• [Exercises]:
a) In the text on Agile and RUP practices, copy out everything from "- cautious - RUP" down to "the first phase.", putting "careful" in place of "cautious".
b) According to the text on Agile and RUP practices, what four phases make up the RUP?

• [Text block]:
While Agile and Unified Software Development-style processes claim to be iterative and adaptive rather than defined and predictive, they both have limitations when it comes to efficiently producing software in medium sized teams. This particularly true when these span multiple geographies. However, they can both teach us how to achieve what I'm calling 'resonance' (see part one of this series).
Note that the Rational Unified Process (RUP) is the official IBM refinement of what is essentially the Unified Software Development Process (Jacobson, Booch, Rumbaught). As background, I'll first proceed with this embarrasingly incomplete review of the Agile and RUP practices.
The RUP is "use-case driven, architecture-centric, and incremental and iterative". Each iteration is part of four overall 'phases': Inception, Elaboration, Construction, and Transition. Iterations occur in each phase. Activities in iterations are focused on one of the four activities: gathering requirements, analyzing, designing, implementing, and testing. Each of these activities place a more or less important role as the project moves from phase to phase. As Craig Larman points out, RUP is not the dreaded 'waterfall' approach. It's the mis-application of its myriad of optional workflows and documents that tend to promote that illusion. Here are some personal observations about how it works in practice. RUP practitioners are:
- document-centric - they labor to produce detailed documents whose prescribed purpose is the necessary outcome of many of the activities in the overall process
- perfectionists - since they move only once from phase to phase, it is imperative that the artifacts (code, documents, etc) they produce be perfect. In theory, iterating within the phase should allow for mistakes and trend towards more and more perfect artifacts.
- cautious - RUP practitioners cannot afford to design or implement a mistake because it will destroy the integrity of the overall plan that was established during or even before the first phase.
- independant - some might unjustly say "isolationist". The truth is, they trust the RUP process 'framework' within which they expect the right information to be available in order to get their specific job done. Well defined interfaces between all the components, allow each person to work in relative isolation and then later plugin their individual pieces.

• [Supplied material]:
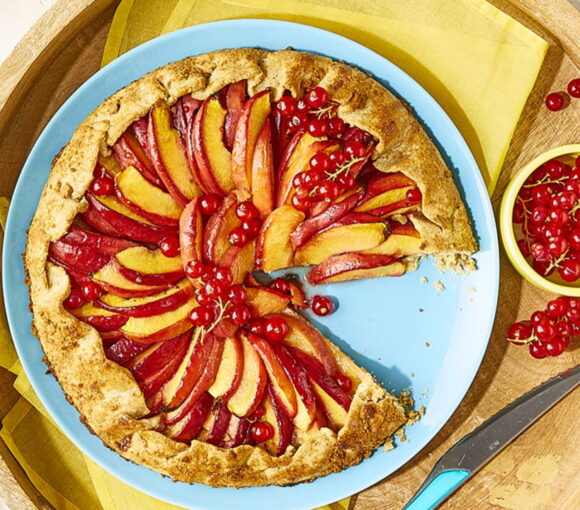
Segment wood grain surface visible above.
[0,0,580,510]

• [Expected answers]:
a)
- careful - RUP practitioners cannot afford to design or implement a mistake because it will destroy the integrity of the overall plan that was established during or even before the first phase.

b) Inception, Elaboration, Construction, and Transition.